• [EXCERPT TO READ]:
Skip to content

Built-in Sources

Overview of dlt verified sources available in Dango.


Overview

Dango leverages dlt's ecosystem of verified sources - production-tested integrations for popular SaaS platforms and APIs. These sources are maintained by the dlt community and require minimal configuration.

Key Benefits:

  • Pre-built, tested integrations
  • Automatic schema evolution
  • Incremental loading support
  • OAuth handling (where applicable)
  • Regular updates from dlt community

Tested Sources in Dango

The following sources have been tested and validated with Dango:

Stripe

What it loads: Charges, customers, subscriptions, invoices, products, payment intents

- name: stripe_payments
  type: stripe
  enabled: true
  stripe:
    stripe_secret_key_env: STRIPE_API_KEY
    start_date: "2024-01-01"

Setup:

export STRIPE_API_KEY="sk_test_..."
dango sync --source stripe_payments

Tables loaded: raw_stripe.charges, raw_stripe.customers, raw_stripe.subscriptions, etc.


Google Sheets

What it loads: Spreadsheet data as tables (one table per sheet)

- name: my_sheets
  type: google_sheets
  enabled: true
  google_sheets:
    spreadsheet_url: "https://docs.google.com/spreadsheets/d/1ABC..."

• [DATASET]:
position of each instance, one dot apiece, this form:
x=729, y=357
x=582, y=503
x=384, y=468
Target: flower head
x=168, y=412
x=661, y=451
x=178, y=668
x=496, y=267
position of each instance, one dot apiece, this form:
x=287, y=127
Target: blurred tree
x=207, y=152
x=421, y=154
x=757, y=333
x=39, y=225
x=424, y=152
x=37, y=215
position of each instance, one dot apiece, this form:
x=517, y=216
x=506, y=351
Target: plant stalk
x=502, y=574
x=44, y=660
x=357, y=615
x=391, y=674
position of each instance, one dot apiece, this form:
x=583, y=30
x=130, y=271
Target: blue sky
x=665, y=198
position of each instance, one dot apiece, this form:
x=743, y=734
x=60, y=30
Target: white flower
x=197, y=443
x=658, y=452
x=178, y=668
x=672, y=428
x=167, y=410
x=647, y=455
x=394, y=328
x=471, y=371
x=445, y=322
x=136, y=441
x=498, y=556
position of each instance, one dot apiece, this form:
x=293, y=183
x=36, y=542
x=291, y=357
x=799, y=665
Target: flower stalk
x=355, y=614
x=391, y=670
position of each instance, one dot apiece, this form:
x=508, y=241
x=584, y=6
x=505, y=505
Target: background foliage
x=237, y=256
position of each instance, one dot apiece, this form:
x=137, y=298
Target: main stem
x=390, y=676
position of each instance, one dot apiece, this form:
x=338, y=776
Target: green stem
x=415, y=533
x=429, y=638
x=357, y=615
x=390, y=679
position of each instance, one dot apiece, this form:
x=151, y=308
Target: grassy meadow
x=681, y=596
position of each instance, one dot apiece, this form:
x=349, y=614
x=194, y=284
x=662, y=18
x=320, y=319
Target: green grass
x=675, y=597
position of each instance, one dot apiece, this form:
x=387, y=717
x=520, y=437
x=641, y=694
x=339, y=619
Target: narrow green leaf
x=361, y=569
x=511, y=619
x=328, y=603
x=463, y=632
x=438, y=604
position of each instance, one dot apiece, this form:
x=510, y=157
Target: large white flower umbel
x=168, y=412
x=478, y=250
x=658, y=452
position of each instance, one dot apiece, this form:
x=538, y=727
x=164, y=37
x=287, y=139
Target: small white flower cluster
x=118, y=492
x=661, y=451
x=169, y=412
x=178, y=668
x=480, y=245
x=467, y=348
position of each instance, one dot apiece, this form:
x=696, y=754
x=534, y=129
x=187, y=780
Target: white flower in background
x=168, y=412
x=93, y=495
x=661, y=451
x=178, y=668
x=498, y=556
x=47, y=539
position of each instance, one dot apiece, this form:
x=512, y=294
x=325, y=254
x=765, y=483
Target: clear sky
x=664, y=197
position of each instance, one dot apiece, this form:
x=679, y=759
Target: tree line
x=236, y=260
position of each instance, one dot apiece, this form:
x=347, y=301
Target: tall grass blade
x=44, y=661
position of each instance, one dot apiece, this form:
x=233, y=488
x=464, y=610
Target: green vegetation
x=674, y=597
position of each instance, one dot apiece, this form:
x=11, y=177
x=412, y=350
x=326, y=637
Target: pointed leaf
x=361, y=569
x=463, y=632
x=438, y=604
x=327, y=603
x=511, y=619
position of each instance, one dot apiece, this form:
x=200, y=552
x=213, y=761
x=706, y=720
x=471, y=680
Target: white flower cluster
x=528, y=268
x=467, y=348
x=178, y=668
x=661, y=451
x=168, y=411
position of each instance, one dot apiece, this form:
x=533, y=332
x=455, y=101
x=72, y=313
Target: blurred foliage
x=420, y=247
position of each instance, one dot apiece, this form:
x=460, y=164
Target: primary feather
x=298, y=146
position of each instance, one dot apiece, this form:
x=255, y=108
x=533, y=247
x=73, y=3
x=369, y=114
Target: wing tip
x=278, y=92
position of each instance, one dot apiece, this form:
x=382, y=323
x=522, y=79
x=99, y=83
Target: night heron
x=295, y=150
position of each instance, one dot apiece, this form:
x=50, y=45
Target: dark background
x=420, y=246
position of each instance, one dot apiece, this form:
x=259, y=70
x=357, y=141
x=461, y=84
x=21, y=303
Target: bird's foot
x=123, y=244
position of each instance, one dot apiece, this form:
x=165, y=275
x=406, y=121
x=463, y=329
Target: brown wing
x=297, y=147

• [PROBLEM STATEMENT]: In the built-in sources page, which environment variable does the Stripe configuration read the secret key from?

• [OUTPUT OF THE EXERCISE]: STRIPE_API_KEY